**STATED PROBLEM:**
Reproduce every line of the entries below word for word, leaving nothing out and changing nothing.

**GIVEN DATA:**
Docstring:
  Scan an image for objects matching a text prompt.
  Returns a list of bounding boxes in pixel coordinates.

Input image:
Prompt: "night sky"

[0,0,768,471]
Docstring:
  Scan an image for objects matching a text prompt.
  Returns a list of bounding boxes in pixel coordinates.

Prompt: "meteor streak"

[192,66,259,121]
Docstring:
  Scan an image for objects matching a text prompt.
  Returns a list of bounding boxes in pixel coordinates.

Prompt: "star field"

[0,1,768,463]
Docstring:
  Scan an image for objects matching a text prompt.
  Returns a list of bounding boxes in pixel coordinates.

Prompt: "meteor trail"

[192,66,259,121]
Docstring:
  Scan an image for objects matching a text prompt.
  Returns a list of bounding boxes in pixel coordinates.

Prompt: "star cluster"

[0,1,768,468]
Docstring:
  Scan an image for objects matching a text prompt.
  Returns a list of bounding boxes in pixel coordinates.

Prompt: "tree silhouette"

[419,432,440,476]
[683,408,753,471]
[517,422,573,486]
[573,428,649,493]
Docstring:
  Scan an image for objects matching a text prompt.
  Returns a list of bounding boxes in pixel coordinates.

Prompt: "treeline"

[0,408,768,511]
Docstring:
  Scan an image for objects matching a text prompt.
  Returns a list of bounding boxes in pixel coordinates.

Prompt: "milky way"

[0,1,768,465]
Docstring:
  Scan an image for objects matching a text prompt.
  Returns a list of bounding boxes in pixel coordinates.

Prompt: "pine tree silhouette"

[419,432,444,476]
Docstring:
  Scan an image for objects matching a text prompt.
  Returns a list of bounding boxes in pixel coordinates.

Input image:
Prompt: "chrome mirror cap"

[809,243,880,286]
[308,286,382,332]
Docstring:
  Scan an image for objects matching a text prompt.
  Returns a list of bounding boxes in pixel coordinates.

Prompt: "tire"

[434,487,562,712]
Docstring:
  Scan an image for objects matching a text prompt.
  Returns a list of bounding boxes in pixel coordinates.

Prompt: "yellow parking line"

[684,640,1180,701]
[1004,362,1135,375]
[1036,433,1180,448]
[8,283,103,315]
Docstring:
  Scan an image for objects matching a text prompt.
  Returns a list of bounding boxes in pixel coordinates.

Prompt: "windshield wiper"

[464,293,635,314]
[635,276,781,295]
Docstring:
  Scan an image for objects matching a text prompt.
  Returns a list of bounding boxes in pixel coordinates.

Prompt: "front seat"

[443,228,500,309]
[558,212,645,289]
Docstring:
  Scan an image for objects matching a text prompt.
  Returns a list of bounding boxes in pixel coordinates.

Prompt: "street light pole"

**RIGHT ANSWER:**
Docstring:
  Scan an image for objects matching a text prompt.
  Returns a list of bounding boxes in pixel coordinates.

Input image:
Prompt: "night sky"

[0,0,768,471]
Docstring:
  Scan an image for objects matching a text prompt.
  Returns a list of bounding boxes in pixel coordinates.

Prompt: "meteor streak"

[192,66,259,121]
Docstring:
  Scan an image for objects matching a text prompt.
  Returns a list of bounding boxes in pixel coordinates.

Prompt: "star field"

[0,1,768,463]
Docstring:
  Scan an image for objects matching a text prompt.
  Returns a list of bounding boxes in pixel coordinates.

Prompt: "meteor trail"

[192,66,259,121]
Docstring:
  Scan an image for objects matching a text prompt.
  Returns a list of bounding boxes in pixel coordinates.

Prompt: "star cluster"

[0,1,768,468]
Docstring:
  Scan an image for objects matching a text prompt.
  Returns a list of bounding boxes in pixel coordinates.

Prompt: "tree silhouette"

[419,432,440,476]
[683,408,753,471]
[517,422,573,486]
[573,428,649,493]
Docstring:
  Scan an image for objects matching a text prompt.
  Returns a list of bounding boxes in pixel coordinates.

Prompt: "treeline"

[0,408,768,511]
Docstring:
  Scan an image for objects matching a text prompt.
  Returns a list of bounding boxes in pixel coordinates.

Prompt: "milky way"

[0,1,768,465]
Docstring:
  Scan an image for objects matching a text prompt.
  Returns a list of bounding boxes in pixel coordinates.

Prompt: "pine tree silhouette"

[419,432,444,476]
Docstring:
  Scan an image for objects matching a text prompt.
  Returns a list of bounding boxes in pixel coordinates.

Input image:
Prompt: "chrome mirror cap"

[809,243,880,286]
[308,286,382,332]
Docstring:
  Scan an image for objects matching a text prompt.
  Returns a list of bounding boxes in pixel coordinates.

Prompt: "tire"

[434,487,562,712]
Docstring:
  Scan an image for objects matching a text prompt.
  Returns a list of bounding boxes in pixel coordinates.

Prompt: "yellow parking line"

[684,640,1180,701]
[1004,362,1135,375]
[1036,433,1180,448]
[8,283,103,315]
Docstring:
  Scan an image for objects matching a text prompt.
  Returns a list of bounding boxes in pixel coordinates.

Prompt: "windshield wiper"

[464,293,635,314]
[635,276,781,295]
Docstring:
  Scan an image for objects matching a text prompt.
  Returns a list of bounding boxes in pixel coordinates.

Prompt: "front seat"

[443,228,500,309]
[558,212,645,289]
Docstring:
  Scan an image for objects matching a text prompt.
  Returns a list of bounding boxes in pixel coordinates.

Prompt: "street light pole"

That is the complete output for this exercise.